++++ EXCERPT PROVIDED

External stages (S3, Azure Blob, GCS)
External stages in Snowflake are named database objects that reference cloud storage locations outside of Snowflake where data files are stored. They serve as pointers to external cloud storage services, enabling seamless data loading and unloading operations. Snowflake supports three major cloud storage platforms: Amazon S3, Microsoft Azure Blob Storage, and Google Cloud Storage (GCS).
For Amazon S3, external stages reference S3 buckets using URLs in the format 's3://bucket-name/path/'. Authentication can be configured using AWS IAM credentials, storage integrations, or IAM roles. Storage integrations are the recommended approach as they provide secure, credential-free access through Snowflake's managed identity.
Azure Blob Storage stages use URLs formatted as 'azure://account.blob.core.windows.net/container/path/'. Authentication options include SAS tokens or storage integrations that leverage Azure service principals for secure access management.
Google Cloud Storage stages reference GCS buckets using 'gcs://bucket-name/path/' URLs. Similar to other platforms, storage integrations using GCP service accounts provide the most secure authentication method.
When creating external stages, you can specify file formats, encryption settings, and credentials. The CREATE STAGE command defines these configurations. For example: CREATE STAGE my_s3_stage URL='s3://mybucket/data/' STORAGE_INTEGRATION = my_integration;
External stages offer several advantages: they allow data to remain in existing cloud storage locations, support both bulk loading via COPY INTO and continuous loading through Snowpipe, and enable data unloading for export purposes. They also facilitate data sharing across organizations and support various file formats including CSV, JSON, Parquet, Avro, and ORC.
Best practices include using storage integrations over embedded credentials, organizing data in logical folder structures, and implementing appropriate access controls on both the Snowflake and cloud storage sides to ensure data security and governance compliance.
Stage file operations
Stage file operations in Snowflake are essential components for managing data movement between external sources and Snowflake tables. A stage is a location where data files are stored temporarily before loading into tables or after unloading from tables.
Snowflake supports three types of stages: Internal stages (managed by Snowflake), External stages (referencing cloud storage like AWS S3, Azure Blob, or GCP buckets), and Table stages (automatically created for each table).
Key stage file operations include:
**PUT Command**: Used to upload files from a local file system to an internal stage. This operation compresses files by default and supports parallel uploads for better performance. Example: PUT file:///data/myfile.csv @mystage;
**GET Command**: Downloads files from an internal stage to a local directory. This is useful for retrieving unloaded data or accessing staged files locally.

++++++++
++++ PROVIDED DATA

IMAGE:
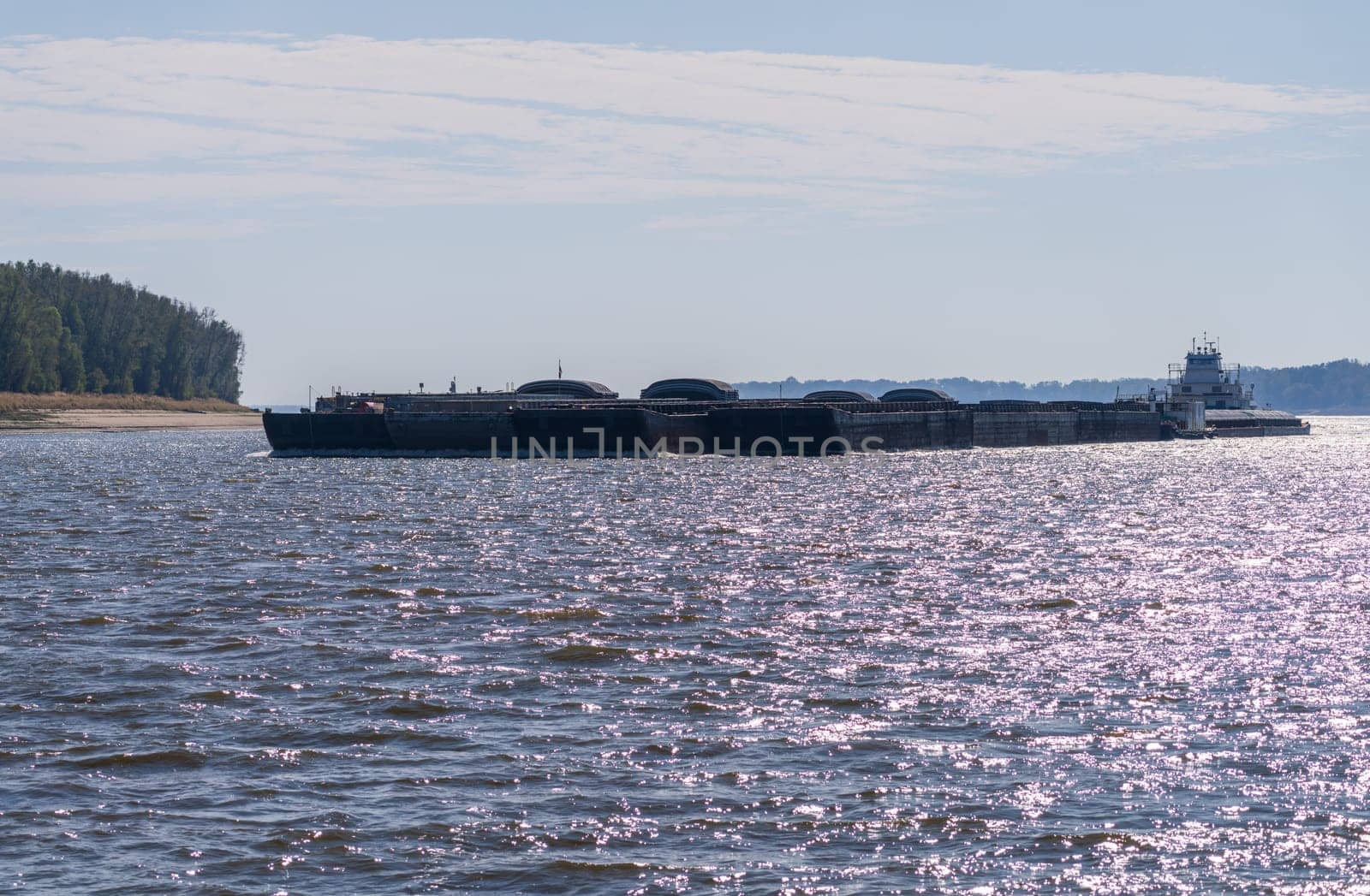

++++++++

| GIVEN REQUEST |
Rewrite the part of the Snowflake stages text that begins at the words "External stages (S3, Azure" and stops after "Snowflake's managed identity.", changing every "Amazon S3" in it to "AWS S3".

| RESPONSE TO THIS EXERCISE |
External stages (S3, Azure Blob, GCS)
External stages in Snowflake are named database objects that reference cloud storage locations outside of Snowflake where data files are stored. They serve as pointers to external cloud storage services, enabling seamless data loading and unloading operations. Snowflake supports three major cloud storage platforms: AWS S3, Microsoft Azure Blob Storage, and Google Cloud Storage (GCS).
For AWS S3, external stages reference S3 buckets using URLs in the format 's3://bucket-name/path/'. Authentication can be configured using AWS IAM credentials, storage integrations, or IAM roles. Storage integrations are the recommended approach as they provide secure, credential-free access through Snowflake's managed identity.